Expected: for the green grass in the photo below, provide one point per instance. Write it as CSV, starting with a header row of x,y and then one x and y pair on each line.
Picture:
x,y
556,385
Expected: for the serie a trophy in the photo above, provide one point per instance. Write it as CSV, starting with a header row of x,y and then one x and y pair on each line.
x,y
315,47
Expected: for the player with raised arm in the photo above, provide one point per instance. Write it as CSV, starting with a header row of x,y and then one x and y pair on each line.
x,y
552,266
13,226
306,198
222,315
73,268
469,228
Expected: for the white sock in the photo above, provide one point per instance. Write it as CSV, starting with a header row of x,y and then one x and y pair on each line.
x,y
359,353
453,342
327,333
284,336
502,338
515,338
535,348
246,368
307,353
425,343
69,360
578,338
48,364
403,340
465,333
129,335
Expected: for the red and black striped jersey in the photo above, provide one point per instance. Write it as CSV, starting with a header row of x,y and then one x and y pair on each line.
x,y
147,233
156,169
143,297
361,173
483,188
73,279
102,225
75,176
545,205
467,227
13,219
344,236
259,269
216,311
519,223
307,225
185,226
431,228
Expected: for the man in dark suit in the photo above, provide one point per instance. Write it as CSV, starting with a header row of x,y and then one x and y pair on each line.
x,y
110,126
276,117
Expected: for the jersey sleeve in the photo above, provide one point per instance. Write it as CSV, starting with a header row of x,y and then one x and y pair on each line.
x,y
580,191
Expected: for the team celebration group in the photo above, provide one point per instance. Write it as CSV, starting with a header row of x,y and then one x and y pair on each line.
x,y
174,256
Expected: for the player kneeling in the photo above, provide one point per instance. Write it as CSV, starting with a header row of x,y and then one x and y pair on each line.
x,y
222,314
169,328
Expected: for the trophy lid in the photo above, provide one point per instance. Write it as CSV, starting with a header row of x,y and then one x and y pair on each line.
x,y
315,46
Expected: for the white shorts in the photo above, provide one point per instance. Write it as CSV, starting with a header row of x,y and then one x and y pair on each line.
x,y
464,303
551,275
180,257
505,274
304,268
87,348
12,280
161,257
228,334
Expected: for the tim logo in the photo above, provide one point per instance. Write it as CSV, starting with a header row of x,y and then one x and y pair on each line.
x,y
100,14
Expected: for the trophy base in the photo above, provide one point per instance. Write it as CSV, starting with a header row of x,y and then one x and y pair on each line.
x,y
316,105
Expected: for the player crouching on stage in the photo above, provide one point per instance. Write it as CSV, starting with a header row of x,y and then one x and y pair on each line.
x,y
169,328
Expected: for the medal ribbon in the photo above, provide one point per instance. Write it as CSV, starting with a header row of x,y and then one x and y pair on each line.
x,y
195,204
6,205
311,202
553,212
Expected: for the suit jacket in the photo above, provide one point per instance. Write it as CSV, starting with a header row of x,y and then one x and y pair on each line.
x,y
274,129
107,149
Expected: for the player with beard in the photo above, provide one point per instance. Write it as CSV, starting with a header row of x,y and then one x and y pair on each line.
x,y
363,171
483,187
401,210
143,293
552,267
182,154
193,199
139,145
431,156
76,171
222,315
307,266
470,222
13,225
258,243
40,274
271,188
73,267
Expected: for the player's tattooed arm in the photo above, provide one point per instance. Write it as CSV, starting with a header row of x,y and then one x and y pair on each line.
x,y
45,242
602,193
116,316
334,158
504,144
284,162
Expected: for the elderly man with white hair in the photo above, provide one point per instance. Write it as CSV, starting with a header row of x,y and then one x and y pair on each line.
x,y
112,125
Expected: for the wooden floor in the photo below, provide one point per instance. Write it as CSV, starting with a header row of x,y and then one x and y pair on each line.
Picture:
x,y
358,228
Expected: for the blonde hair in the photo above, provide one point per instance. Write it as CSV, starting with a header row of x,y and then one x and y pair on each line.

Task item: The listing above must be transcribed exactly, line by line.

Solution below:
Expected: for the green grass in the photo below, provide one point per instance. Write it as CSV, starting with a header row of x,y and then one x and y pair on each line.
Picture:
x,y
556,385
Expected: for the serie a trophy in the photo above, provide one point per instance. Write it as CSV, starting with a header row of x,y and then one x and y pair on each line.
x,y
315,47
Expected: for the player with raised arm in the photo above, provide one point per instance. Write it as CSV, starting with a header row of x,y and then one x and y pair on each line.
x,y
552,266
13,226
306,198
222,315
73,268
469,228
Expected: for the white sock in the photo above, provide one point per instance. Write it as CSV, starting with a header row of x,y and then one x and y pair on each line.
x,y
359,353
453,342
327,333
284,336
502,338
515,338
535,348
246,368
307,353
425,343
69,360
578,338
48,364
403,340
465,333
129,335
Expected: for the red and black striped jersey in the photo above, provide one point per instance. Write it as CSV, starting with a header row of x,y and then one x and y pair on each line.
x,y
147,233
156,169
143,297
361,173
483,188
73,279
102,225
75,176
545,205
467,227
13,219
344,236
259,269
216,311
519,223
307,225
185,226
431,228
Expected: for the man in dark suit in the photo above, provide one point per instance. Write it as CSV, starting with a header row of x,y and then one x and y pair on each line.
x,y
110,126
276,117
Expected: for the jersey sleeve in the photo above, provide one point per instance. Write it as CSV, starting with a header row of x,y and then one x and y pair on each line.
x,y
580,191
Expected: for the team celebration group in the photo above, provide one point per instance. Write it as CSV, starting with a header row of x,y and then one x and y pair on each line.
x,y
174,256
Expected: for the player kneeling in the photo above, provide one point per instance. Write it as CSV, starting with a header row of x,y and then one x and y pair on each line.
x,y
222,314
169,328
Expected: for the trophy lid in the photo above, provide one point per instance. Write it as CSV, starting with a header row of x,y and then one x and y pair on each line.
x,y
315,46
Expected: for the white shorts in the photo above, provide one point per instance. Write it as CSV, starting with a header row of x,y and then one x and y pair on each line.
x,y
464,303
551,275
180,257
505,274
304,268
87,348
12,280
161,257
228,334
Expected: for the tim logo in the photo above, provide one point per instance. Write it as CSV, starting with a header row of x,y and then one x and y pair on each line.
x,y
100,14
Expected: for the trophy base in the photo above, provide one point per instance. Write it as CSV, starting with a header row of x,y and then one x and y pair on each line.
x,y
316,105
Expected: for the player crouching on stage in the photo above, provide one point per instance. Write it as CSV, starting with a header row of x,y and then one x and y pair on each line.
x,y
169,328
Expected: for the medal ribbon in the photo above, provide one point per instance. Write it as CSV, starting with a header row of x,y and then one x and y pair on each line.
x,y
195,204
6,205
311,202
553,212
Expected: for the suit jacket in the photo above, provide one point per instance. Write it as CSV, starting with a header row of x,y and then one x and y pair on each line.
x,y
274,129
107,149
Expected: for the player with beard in the photo above, provide one point per instance. Write it as CSV, starting with a header row of x,y and then one x and y pair on each line.
x,y
363,171
483,187
401,210
143,293
552,267
182,154
193,199
139,145
431,156
76,171
222,315
307,266
470,222
13,225
258,243
40,274
271,188
73,267
Expected: for the player's tattooed arm in the photo above, provide one point per instance. Write it as CSV, starting with a header row of x,y and then one x and y pair on each line.
x,y
45,242
602,193
116,316
334,158
504,144
284,162
Expected: for the elderly man with white hair in the photo above, provide one point per instance. Write it as CSV, starting with a header row of x,y and then one x and y pair on each line.
x,y
112,125
Expected: for the wooden floor in the photo below, provide one point per instance. Write it as CSV, starting with a header row of x,y and then one x and y pair on each line.
Picture:
x,y
358,228
Expected: for the blonde hair in the photo above, provide one point per instance. Write it as CSV, starting with a header row of x,y and then one x and y pair on each line.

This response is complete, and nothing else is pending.